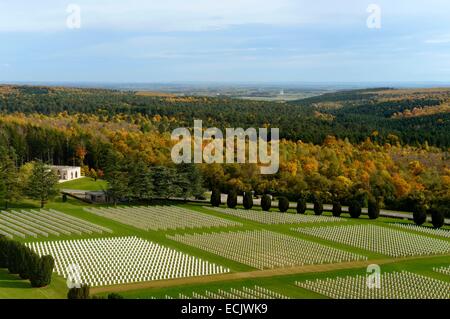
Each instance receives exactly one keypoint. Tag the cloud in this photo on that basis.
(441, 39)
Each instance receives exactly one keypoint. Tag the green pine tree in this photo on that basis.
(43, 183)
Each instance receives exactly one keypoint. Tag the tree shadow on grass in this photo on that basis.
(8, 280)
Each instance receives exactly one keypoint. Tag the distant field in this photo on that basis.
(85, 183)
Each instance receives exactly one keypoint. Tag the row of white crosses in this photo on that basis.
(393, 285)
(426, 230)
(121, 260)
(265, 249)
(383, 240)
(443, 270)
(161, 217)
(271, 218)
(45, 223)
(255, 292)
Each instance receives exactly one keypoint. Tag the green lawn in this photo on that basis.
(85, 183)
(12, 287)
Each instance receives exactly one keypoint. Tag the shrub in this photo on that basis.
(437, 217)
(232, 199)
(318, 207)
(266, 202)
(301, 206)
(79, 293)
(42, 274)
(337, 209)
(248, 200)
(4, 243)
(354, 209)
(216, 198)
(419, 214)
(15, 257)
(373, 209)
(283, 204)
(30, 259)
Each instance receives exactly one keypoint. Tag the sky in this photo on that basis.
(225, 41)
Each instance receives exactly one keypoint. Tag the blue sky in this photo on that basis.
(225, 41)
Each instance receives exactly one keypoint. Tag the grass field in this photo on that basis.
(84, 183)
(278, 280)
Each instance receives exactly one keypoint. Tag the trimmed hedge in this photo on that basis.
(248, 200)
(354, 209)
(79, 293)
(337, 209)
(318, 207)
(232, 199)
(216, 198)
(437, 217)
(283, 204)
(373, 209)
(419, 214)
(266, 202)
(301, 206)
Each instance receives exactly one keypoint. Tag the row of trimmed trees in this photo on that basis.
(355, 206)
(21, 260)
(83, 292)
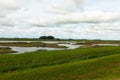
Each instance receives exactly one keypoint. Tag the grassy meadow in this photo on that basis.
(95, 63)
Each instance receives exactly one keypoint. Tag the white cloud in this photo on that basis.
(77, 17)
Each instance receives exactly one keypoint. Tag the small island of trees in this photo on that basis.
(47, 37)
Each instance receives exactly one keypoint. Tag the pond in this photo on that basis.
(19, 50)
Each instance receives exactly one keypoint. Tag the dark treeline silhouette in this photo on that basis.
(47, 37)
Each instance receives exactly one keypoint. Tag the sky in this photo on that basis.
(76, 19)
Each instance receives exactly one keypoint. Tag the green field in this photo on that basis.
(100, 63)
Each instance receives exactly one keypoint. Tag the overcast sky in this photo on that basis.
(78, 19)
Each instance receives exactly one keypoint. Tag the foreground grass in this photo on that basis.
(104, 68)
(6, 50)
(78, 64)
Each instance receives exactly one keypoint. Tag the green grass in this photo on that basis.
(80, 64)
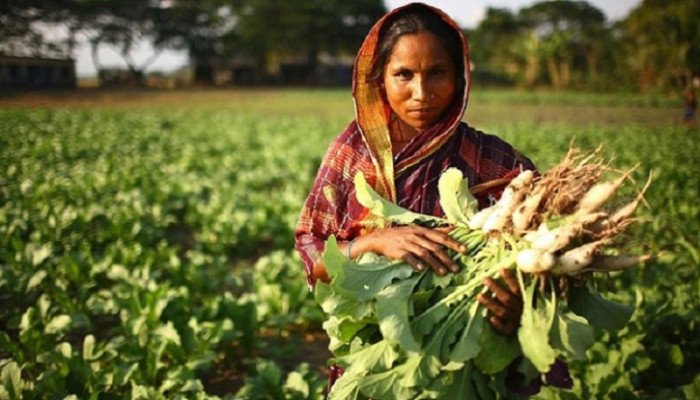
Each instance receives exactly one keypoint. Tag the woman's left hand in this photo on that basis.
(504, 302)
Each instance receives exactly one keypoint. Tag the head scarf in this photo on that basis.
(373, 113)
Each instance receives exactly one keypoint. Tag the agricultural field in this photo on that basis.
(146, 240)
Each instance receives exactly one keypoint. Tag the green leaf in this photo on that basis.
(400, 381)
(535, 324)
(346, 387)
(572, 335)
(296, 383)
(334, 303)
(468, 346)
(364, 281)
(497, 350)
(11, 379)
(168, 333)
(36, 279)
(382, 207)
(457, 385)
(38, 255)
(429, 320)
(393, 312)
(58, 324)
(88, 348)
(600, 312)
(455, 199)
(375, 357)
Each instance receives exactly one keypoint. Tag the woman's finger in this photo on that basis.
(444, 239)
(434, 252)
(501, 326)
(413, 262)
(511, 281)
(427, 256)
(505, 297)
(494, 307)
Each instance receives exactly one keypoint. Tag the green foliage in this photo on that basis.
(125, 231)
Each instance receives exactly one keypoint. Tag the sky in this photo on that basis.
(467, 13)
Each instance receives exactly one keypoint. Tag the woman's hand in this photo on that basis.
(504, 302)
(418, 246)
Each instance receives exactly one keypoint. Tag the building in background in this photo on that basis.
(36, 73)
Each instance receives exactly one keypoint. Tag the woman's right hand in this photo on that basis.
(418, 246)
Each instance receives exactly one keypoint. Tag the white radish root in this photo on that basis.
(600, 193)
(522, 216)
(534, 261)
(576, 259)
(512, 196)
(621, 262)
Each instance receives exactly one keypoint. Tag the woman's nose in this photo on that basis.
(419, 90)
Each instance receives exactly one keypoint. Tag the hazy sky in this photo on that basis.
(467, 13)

※ ※ ※

_Short task_
Pictures in the records above should not be copied. Repeat everything else exactly.

_Result below_
Each instance receives exactly one keypoint. Tag the cloud in this photo on that basis.
(441, 39)
Each instance receives exactly one keypoint. Tag the green pine tree in this photo on that basis.
(43, 183)
Each instance receives exactly one keypoint. Tag the tree shadow on grass in this photo on that basis.
(8, 280)
Each instance receives exactly one keypoint. Tag the distant field in this photo on that basis.
(85, 183)
Each instance receives exactly one keypoint. Tag the row of white crosses in this photo on that basis.
(393, 285)
(426, 230)
(121, 260)
(265, 249)
(383, 240)
(443, 270)
(161, 217)
(271, 218)
(45, 223)
(255, 292)
Each instance receives exactly one keypoint. Tag the green lawn in this photo on that basis.
(85, 183)
(12, 287)
Each instance receives exactly one keypoint. Tag the shrub in this photo on that basis.
(437, 217)
(232, 199)
(318, 207)
(266, 202)
(301, 206)
(79, 293)
(42, 274)
(337, 209)
(248, 200)
(4, 243)
(354, 209)
(216, 198)
(419, 214)
(15, 257)
(373, 209)
(283, 204)
(30, 259)
Each instance receives exactly one keypoint. Tag the sky in this photo on that basis.
(225, 41)
Each instance receives exactly one keypoint. Tag the blue sky in this photo on that basis.
(225, 41)
Each instance receives exactly one keypoint. Tag the grass field in this photo on that basis.
(84, 183)
(278, 280)
Each instance receives exactly one keypoint. Tag the trimmed hedge in this photo on that basis.
(248, 200)
(354, 209)
(79, 293)
(337, 209)
(318, 207)
(232, 199)
(216, 198)
(437, 217)
(283, 204)
(373, 209)
(419, 214)
(266, 202)
(301, 206)
Each instance receives exactly one keypoint. Tag the row of trimmed trees in this photo on that basis.
(355, 206)
(21, 260)
(83, 292)
Each instance receives exactly one keypoint. Tag the grassy meadow in this photo on that basis.
(95, 63)
Each instance receives exactly one keypoint. Tag the white cloud in this photo on that basis.
(77, 17)
Each instance receives exactly one keypoint. Tag the small island of trees in this photo on that basis.
(47, 37)
Each instance receives exactly one keypoint. Tag the pond in this photo on that basis.
(19, 50)
Each instance receives exactly one keypoint. Tag the dark treeline silhouette in this photo on that basis.
(47, 37)
Each instance receives exactly one keypoint. Tag the sky in this photo on that basis.
(76, 19)
Each instance receives exactly one keypoint. Tag the green field in this photo on that basis.
(100, 63)
Each instance receives exactly one keypoint. Tag the overcast sky in this photo on that basis.
(78, 19)
Each instance receives exactly one keypoint. Tag the foreground grass in this photo on that basis.
(104, 68)
(6, 50)
(78, 64)
Each instance receives exactly one keypoint. Tag the green grass in this photo on that basis.
(80, 64)
Each instance receives exactly one keypoint. Tag the woman's left hand in this photo on that basis.
(504, 302)
Each instance receives exactly one keypoint. Tag the head scarf in this photo on that basis.
(373, 113)
Each instance receives exactly one keypoint. Tag the agricultural field in this photo on that basis.
(146, 240)
Each instance receives exactly one keypoint. Tag the green leaf in this photo on that basis.
(400, 381)
(535, 324)
(346, 387)
(572, 335)
(296, 383)
(334, 303)
(468, 346)
(364, 281)
(497, 350)
(11, 379)
(168, 333)
(36, 279)
(382, 207)
(457, 385)
(38, 255)
(429, 320)
(393, 312)
(58, 324)
(88, 348)
(600, 312)
(455, 199)
(375, 357)
Each instance receives exactly one keypoint. Tag the woman's finger in this photo on that basis.
(444, 239)
(434, 252)
(501, 326)
(413, 262)
(511, 281)
(427, 256)
(505, 297)
(494, 307)
Each instance receives exactly one keypoint. Tag the green foliage in this photo on that basis.
(125, 231)
Each instance receives exactly one keypoint. Tag the sky in this photo on that basis.
(467, 13)
Each instance receives exactly one keypoint. Tag the woman's hand in this photo on that basis.
(504, 302)
(418, 246)
Each instance receives exactly one keypoint. Tag the building in background in this photo on that basis.
(36, 73)
Each instance receives exactly one keypoint. Tag the woman's right hand in this photo on that basis.
(418, 246)
Each instance receives exactly one keypoint. Tag the white radish root in this photo on that basis.
(600, 193)
(522, 216)
(534, 261)
(576, 259)
(512, 196)
(621, 262)
Each instance receives exactly one keypoint. Tag the woman's nose in this photo on that basis.
(419, 90)
Each instance receives exactly one keypoint. Tag the hazy sky in this photo on that basis.
(467, 13)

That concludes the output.